Data for review Start Marker

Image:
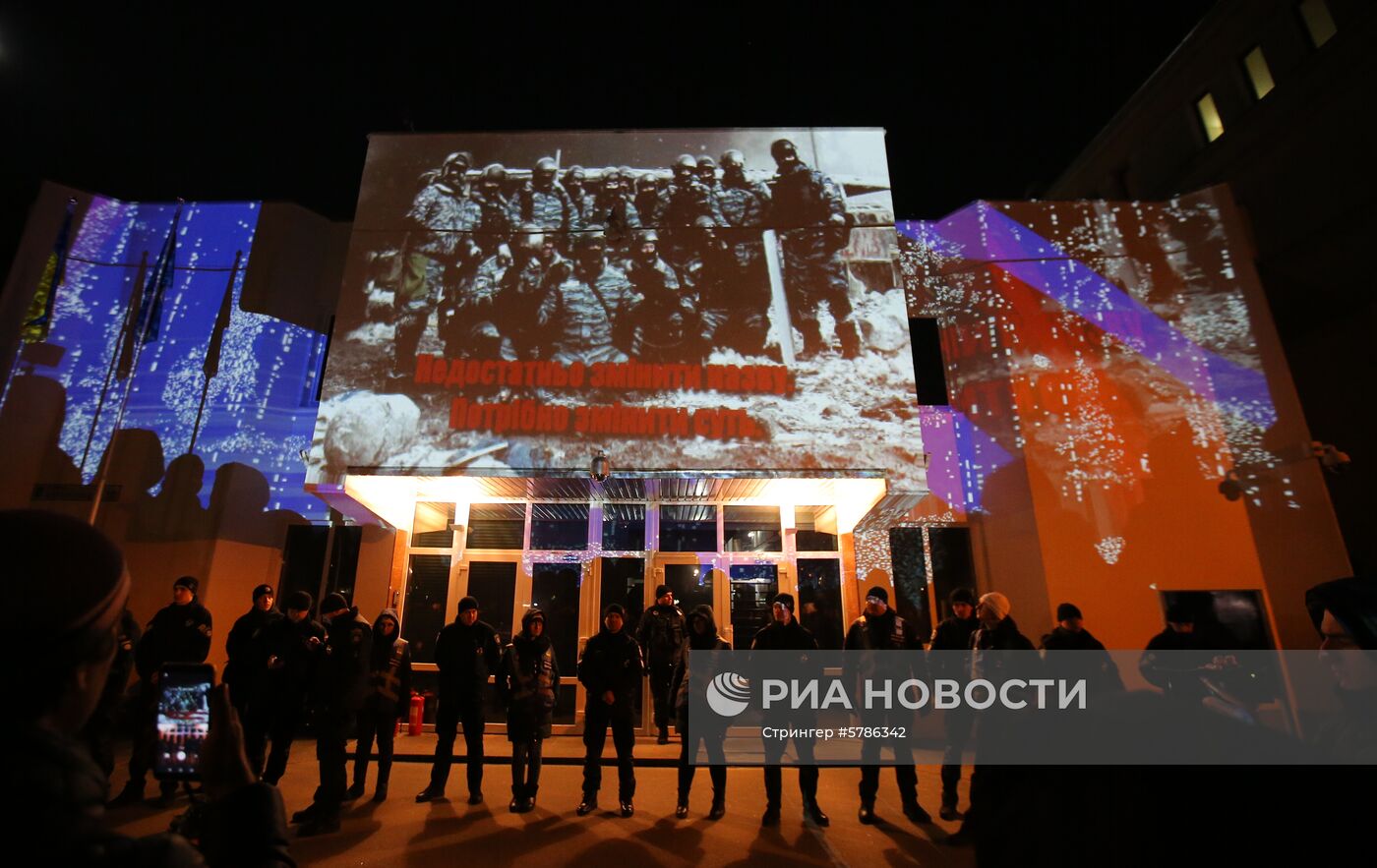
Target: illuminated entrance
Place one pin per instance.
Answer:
(732, 544)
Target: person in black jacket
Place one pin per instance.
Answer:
(339, 692)
(610, 671)
(72, 585)
(389, 677)
(291, 650)
(880, 629)
(661, 636)
(465, 651)
(179, 633)
(952, 641)
(527, 684)
(702, 636)
(785, 633)
(244, 648)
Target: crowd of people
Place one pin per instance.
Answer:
(581, 265)
(357, 677)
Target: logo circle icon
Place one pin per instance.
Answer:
(729, 693)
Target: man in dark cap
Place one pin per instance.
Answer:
(661, 636)
(72, 584)
(292, 648)
(1345, 612)
(340, 689)
(952, 641)
(880, 629)
(785, 633)
(244, 648)
(610, 670)
(179, 633)
(465, 652)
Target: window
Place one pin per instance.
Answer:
(688, 529)
(624, 527)
(431, 526)
(496, 526)
(560, 526)
(1211, 121)
(752, 529)
(1259, 73)
(1319, 24)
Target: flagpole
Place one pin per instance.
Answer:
(148, 313)
(212, 354)
(114, 357)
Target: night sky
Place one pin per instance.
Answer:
(219, 103)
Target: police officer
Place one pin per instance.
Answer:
(880, 629)
(465, 652)
(610, 671)
(785, 633)
(292, 648)
(441, 256)
(585, 306)
(340, 688)
(179, 633)
(495, 224)
(244, 648)
(661, 634)
(544, 203)
(811, 213)
(389, 678)
(952, 639)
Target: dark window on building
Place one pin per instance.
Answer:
(928, 368)
(431, 526)
(819, 602)
(691, 527)
(1211, 123)
(427, 595)
(624, 527)
(1259, 75)
(496, 526)
(560, 526)
(750, 529)
(1319, 24)
(816, 529)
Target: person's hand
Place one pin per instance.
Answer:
(224, 768)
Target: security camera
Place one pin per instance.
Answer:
(601, 467)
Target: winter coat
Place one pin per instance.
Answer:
(176, 634)
(465, 657)
(389, 670)
(684, 682)
(527, 682)
(661, 634)
(612, 662)
(62, 812)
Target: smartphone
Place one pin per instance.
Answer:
(183, 720)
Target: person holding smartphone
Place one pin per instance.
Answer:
(73, 582)
(181, 632)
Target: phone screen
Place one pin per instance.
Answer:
(183, 720)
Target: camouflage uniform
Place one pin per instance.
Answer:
(587, 307)
(444, 256)
(809, 210)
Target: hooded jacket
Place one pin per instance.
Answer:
(389, 667)
(529, 682)
(684, 681)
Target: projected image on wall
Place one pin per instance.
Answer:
(684, 299)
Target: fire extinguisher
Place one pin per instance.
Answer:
(417, 717)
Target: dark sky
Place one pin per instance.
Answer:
(141, 102)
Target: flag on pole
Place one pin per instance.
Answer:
(147, 303)
(222, 323)
(38, 317)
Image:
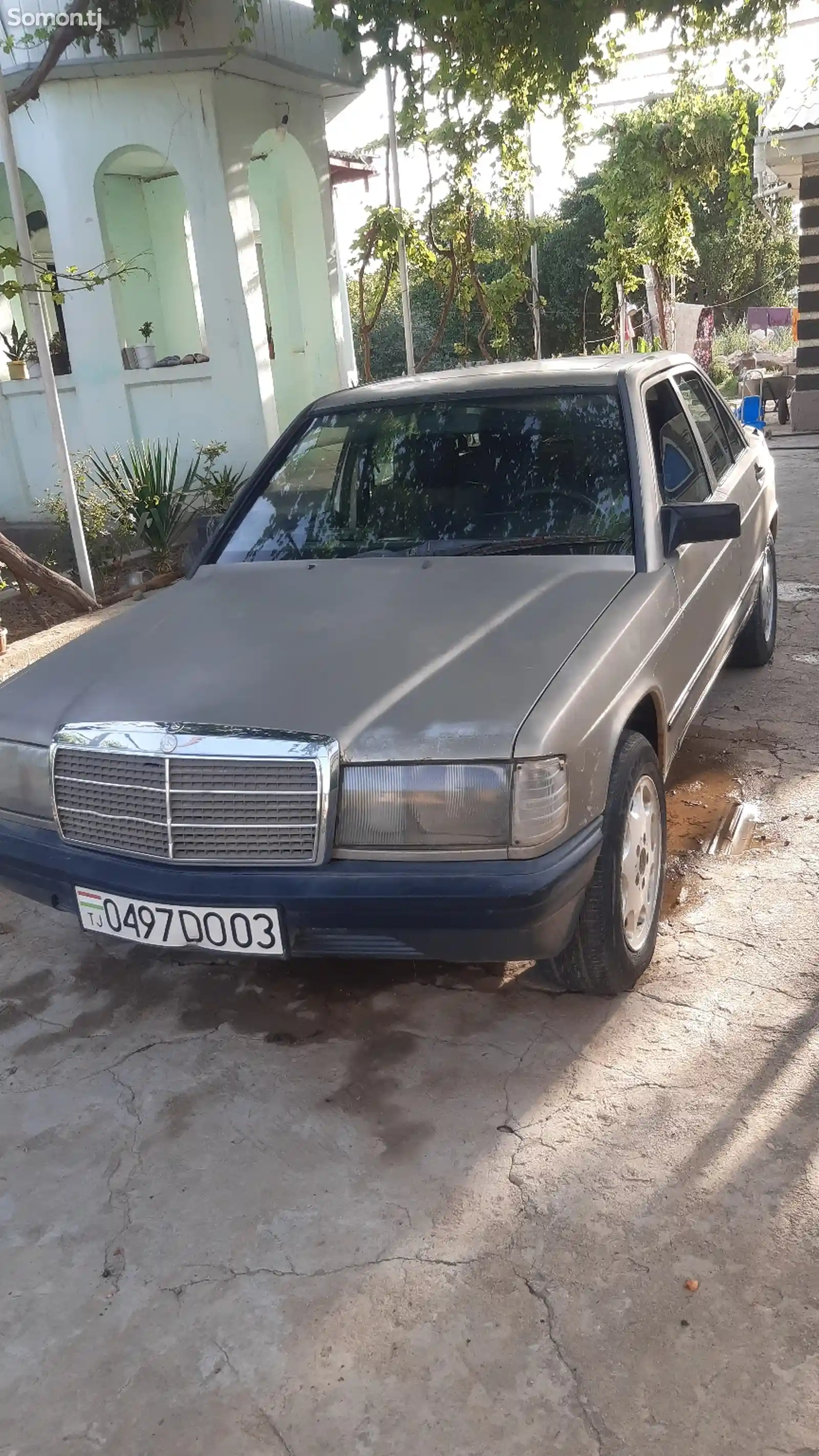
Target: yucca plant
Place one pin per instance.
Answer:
(149, 497)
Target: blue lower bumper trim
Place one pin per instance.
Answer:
(460, 910)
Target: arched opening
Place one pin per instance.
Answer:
(144, 222)
(16, 312)
(293, 271)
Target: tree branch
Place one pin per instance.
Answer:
(59, 42)
(25, 568)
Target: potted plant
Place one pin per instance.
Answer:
(59, 350)
(15, 346)
(146, 353)
(32, 360)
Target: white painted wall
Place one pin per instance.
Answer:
(206, 127)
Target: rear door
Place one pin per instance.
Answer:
(707, 573)
(744, 482)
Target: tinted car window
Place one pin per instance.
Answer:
(707, 421)
(546, 472)
(681, 469)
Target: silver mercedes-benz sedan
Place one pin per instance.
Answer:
(422, 691)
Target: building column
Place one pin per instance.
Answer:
(805, 401)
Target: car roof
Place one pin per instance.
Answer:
(597, 370)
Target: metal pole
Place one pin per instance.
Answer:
(398, 204)
(533, 256)
(40, 331)
(621, 316)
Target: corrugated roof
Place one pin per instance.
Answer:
(795, 110)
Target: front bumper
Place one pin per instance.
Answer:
(450, 910)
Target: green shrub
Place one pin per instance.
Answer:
(219, 485)
(146, 494)
(104, 538)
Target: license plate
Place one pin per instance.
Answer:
(216, 928)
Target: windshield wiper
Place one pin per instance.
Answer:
(534, 544)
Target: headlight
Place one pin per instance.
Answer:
(25, 779)
(451, 806)
(424, 806)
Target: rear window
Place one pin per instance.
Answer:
(524, 474)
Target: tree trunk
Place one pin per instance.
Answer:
(25, 568)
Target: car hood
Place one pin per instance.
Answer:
(436, 658)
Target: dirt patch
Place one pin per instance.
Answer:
(23, 620)
(24, 616)
(707, 779)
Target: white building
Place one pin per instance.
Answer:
(204, 165)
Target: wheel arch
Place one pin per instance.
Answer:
(648, 718)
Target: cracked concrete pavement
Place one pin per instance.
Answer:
(338, 1209)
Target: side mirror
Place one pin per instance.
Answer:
(699, 522)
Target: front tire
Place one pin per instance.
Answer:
(619, 922)
(759, 638)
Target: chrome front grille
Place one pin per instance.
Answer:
(210, 797)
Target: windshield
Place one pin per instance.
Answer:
(542, 474)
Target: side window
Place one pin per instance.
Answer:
(737, 437)
(681, 469)
(707, 421)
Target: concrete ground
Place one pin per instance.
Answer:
(391, 1210)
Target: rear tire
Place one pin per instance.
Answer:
(619, 922)
(759, 638)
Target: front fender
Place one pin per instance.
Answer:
(585, 710)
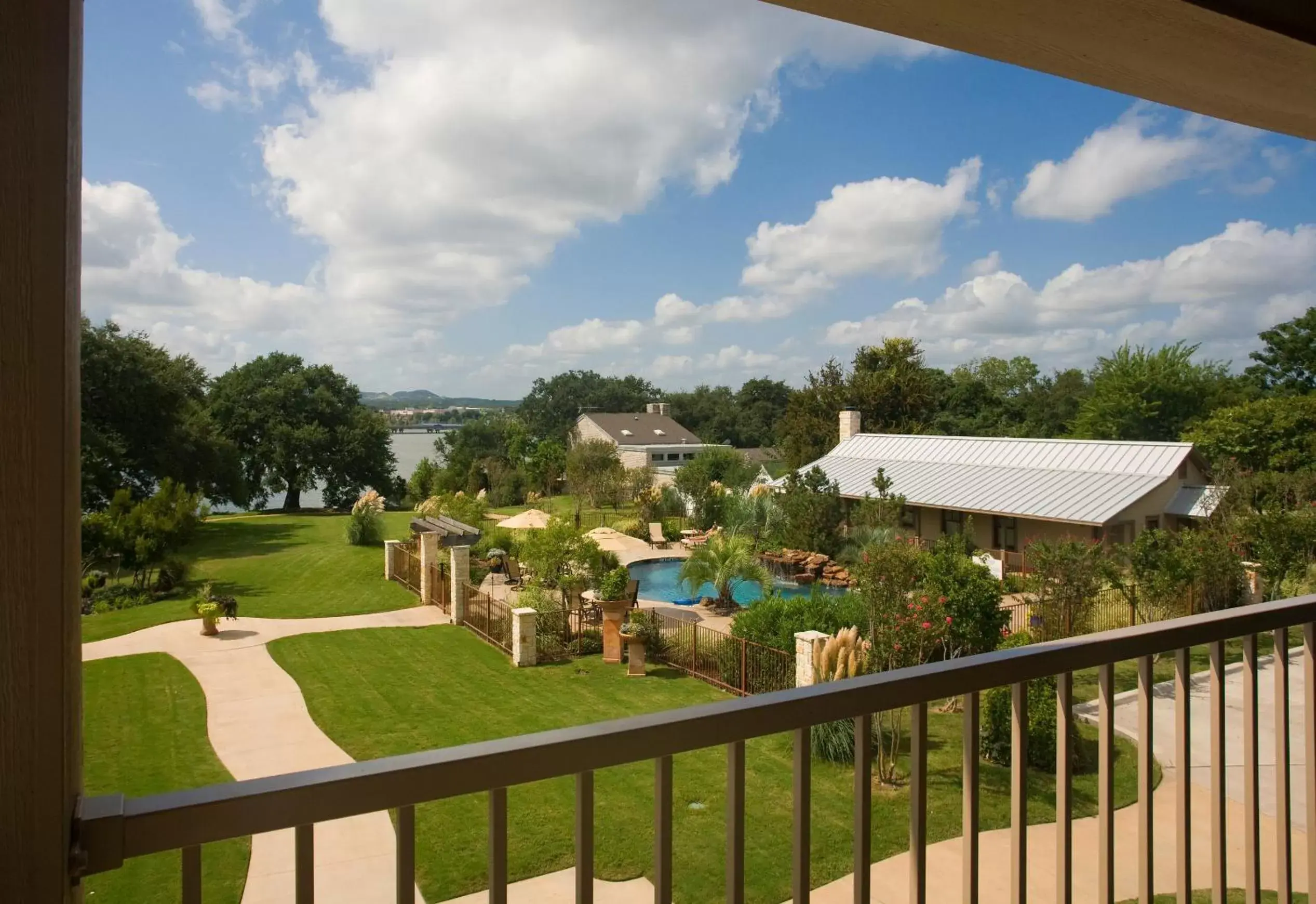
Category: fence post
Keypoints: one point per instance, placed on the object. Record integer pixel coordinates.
(524, 650)
(461, 559)
(804, 643)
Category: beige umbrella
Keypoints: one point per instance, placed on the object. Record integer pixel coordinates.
(531, 517)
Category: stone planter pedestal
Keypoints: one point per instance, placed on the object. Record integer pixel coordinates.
(614, 615)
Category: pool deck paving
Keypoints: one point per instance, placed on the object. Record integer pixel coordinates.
(260, 727)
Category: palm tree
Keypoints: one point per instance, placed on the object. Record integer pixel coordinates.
(726, 561)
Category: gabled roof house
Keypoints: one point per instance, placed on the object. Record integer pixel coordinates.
(649, 437)
(1018, 490)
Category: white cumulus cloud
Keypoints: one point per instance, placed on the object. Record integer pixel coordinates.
(1124, 159)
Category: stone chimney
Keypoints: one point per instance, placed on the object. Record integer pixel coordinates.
(849, 423)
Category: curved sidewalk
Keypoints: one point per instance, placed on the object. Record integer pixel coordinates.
(260, 727)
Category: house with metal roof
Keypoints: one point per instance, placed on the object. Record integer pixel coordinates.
(649, 437)
(1019, 490)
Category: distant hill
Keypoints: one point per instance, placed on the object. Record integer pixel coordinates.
(427, 399)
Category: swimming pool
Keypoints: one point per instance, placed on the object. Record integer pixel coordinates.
(659, 581)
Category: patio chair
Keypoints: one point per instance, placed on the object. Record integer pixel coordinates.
(656, 539)
(514, 573)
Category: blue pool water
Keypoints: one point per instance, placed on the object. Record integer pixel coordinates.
(659, 581)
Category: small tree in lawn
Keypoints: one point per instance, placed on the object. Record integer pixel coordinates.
(1065, 584)
(906, 628)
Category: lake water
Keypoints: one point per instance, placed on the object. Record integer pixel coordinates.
(410, 448)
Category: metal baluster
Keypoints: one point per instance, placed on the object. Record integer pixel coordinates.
(1106, 785)
(800, 832)
(662, 831)
(1019, 794)
(1064, 790)
(969, 818)
(1310, 737)
(1283, 799)
(498, 845)
(1219, 881)
(407, 855)
(736, 823)
(1184, 766)
(1145, 766)
(1251, 777)
(585, 837)
(304, 845)
(863, 808)
(193, 874)
(919, 803)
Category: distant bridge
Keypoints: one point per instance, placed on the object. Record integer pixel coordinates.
(425, 428)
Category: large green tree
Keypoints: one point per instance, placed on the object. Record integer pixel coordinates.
(1287, 361)
(145, 420)
(1265, 435)
(552, 406)
(889, 383)
(1153, 395)
(297, 424)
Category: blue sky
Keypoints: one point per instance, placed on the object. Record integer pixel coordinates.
(465, 196)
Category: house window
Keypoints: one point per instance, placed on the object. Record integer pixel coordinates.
(910, 519)
(1004, 534)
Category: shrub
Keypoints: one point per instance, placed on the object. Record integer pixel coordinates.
(612, 584)
(117, 596)
(995, 740)
(774, 620)
(365, 524)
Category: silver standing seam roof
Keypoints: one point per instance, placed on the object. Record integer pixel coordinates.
(1080, 481)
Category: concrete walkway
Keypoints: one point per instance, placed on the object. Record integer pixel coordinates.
(260, 727)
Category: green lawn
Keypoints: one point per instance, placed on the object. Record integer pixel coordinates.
(394, 691)
(278, 566)
(1232, 897)
(144, 723)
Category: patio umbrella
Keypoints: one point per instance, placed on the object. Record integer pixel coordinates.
(531, 517)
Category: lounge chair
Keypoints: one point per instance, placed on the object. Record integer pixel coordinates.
(656, 539)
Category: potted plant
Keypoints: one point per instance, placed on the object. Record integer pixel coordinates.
(211, 607)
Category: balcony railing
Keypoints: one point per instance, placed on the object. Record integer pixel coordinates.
(112, 828)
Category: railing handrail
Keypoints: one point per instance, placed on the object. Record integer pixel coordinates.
(112, 828)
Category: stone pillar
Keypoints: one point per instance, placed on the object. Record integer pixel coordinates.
(804, 644)
(461, 576)
(524, 652)
(851, 423)
(428, 557)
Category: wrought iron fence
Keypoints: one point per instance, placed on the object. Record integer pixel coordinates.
(568, 632)
(440, 589)
(407, 566)
(728, 662)
(489, 618)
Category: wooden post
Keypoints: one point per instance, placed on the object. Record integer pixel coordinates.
(40, 275)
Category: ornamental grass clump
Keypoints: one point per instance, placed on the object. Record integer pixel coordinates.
(835, 660)
(366, 524)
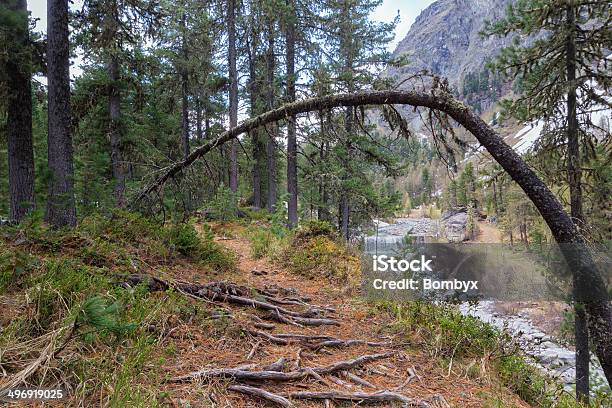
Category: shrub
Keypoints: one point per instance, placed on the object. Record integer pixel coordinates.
(315, 228)
(200, 247)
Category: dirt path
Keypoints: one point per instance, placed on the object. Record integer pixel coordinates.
(432, 384)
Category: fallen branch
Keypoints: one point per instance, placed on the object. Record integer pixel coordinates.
(263, 394)
(357, 380)
(245, 375)
(383, 396)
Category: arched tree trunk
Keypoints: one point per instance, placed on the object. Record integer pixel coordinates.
(587, 278)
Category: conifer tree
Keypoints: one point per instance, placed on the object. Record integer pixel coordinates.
(15, 77)
(61, 210)
(567, 58)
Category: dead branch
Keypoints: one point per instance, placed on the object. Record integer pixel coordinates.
(276, 376)
(263, 394)
(357, 380)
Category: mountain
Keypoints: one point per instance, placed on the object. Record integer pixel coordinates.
(445, 40)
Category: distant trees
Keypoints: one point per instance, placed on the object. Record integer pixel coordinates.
(15, 79)
(568, 57)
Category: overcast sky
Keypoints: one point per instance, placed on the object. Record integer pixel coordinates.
(408, 9)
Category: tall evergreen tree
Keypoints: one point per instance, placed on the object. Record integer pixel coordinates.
(109, 30)
(568, 56)
(233, 90)
(15, 77)
(61, 210)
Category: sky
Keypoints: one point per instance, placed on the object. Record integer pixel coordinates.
(386, 12)
(408, 9)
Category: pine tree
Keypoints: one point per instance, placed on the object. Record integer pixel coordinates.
(109, 30)
(569, 58)
(15, 77)
(61, 210)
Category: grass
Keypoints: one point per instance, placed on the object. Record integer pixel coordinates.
(466, 344)
(52, 279)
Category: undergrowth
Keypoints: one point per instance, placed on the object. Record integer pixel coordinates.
(59, 288)
(478, 350)
(313, 251)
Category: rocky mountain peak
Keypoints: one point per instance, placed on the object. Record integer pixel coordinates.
(445, 39)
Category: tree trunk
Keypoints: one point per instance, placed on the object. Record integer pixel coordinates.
(233, 92)
(495, 206)
(199, 119)
(19, 118)
(563, 229)
(114, 108)
(271, 142)
(184, 94)
(61, 209)
(574, 180)
(292, 187)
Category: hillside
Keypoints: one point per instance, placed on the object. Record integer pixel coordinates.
(146, 312)
(445, 39)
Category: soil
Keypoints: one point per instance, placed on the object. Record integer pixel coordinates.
(198, 349)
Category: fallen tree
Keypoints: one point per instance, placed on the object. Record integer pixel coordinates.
(589, 285)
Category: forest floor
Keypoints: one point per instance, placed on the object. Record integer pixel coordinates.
(432, 383)
(122, 311)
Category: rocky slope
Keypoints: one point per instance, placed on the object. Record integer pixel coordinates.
(445, 39)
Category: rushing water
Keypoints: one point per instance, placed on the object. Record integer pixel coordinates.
(546, 352)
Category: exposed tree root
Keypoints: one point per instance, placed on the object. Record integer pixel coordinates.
(277, 376)
(263, 394)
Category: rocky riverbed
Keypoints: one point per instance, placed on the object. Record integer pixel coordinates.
(547, 354)
(544, 350)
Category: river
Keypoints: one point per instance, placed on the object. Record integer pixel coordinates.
(544, 351)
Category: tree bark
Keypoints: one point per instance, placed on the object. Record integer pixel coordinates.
(114, 109)
(255, 92)
(233, 92)
(581, 333)
(292, 187)
(271, 142)
(560, 224)
(199, 119)
(61, 209)
(19, 117)
(184, 93)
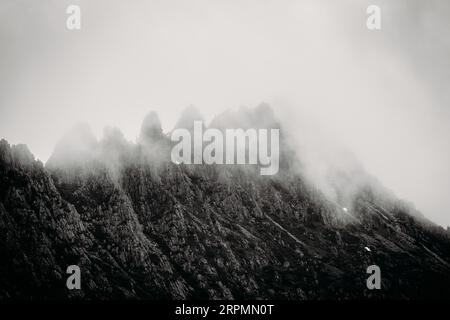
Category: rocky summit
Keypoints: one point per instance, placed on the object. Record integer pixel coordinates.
(141, 227)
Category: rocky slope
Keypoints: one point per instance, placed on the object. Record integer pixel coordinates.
(142, 227)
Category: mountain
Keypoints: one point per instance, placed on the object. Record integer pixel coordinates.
(142, 227)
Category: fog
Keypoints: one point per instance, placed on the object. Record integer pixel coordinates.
(334, 84)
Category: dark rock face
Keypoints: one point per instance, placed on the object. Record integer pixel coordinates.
(147, 229)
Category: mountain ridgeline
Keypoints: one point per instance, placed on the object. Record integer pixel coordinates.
(142, 227)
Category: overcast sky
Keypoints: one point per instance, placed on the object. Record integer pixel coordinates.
(383, 94)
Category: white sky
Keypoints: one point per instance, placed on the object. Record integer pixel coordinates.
(384, 94)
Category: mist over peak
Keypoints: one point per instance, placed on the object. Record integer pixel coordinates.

Data for review End Marker

- _Exercise details_
In the listing above, locate the line containing "Category: tree trunk" and the line containing "Category: soil", then transcribe both and every line between them verbatim.

- _Output_
Category: tree trunk
Keypoints: one point per instance, placed on the object. Record integer pixel coordinates.
(233, 92)
(495, 206)
(199, 119)
(19, 118)
(563, 229)
(114, 108)
(271, 142)
(184, 94)
(61, 209)
(574, 180)
(292, 187)
Category: hillside
Keypoints: one point per instance, placed on the object. Record integer pixel coordinates.
(146, 312)
(445, 39)
Category: soil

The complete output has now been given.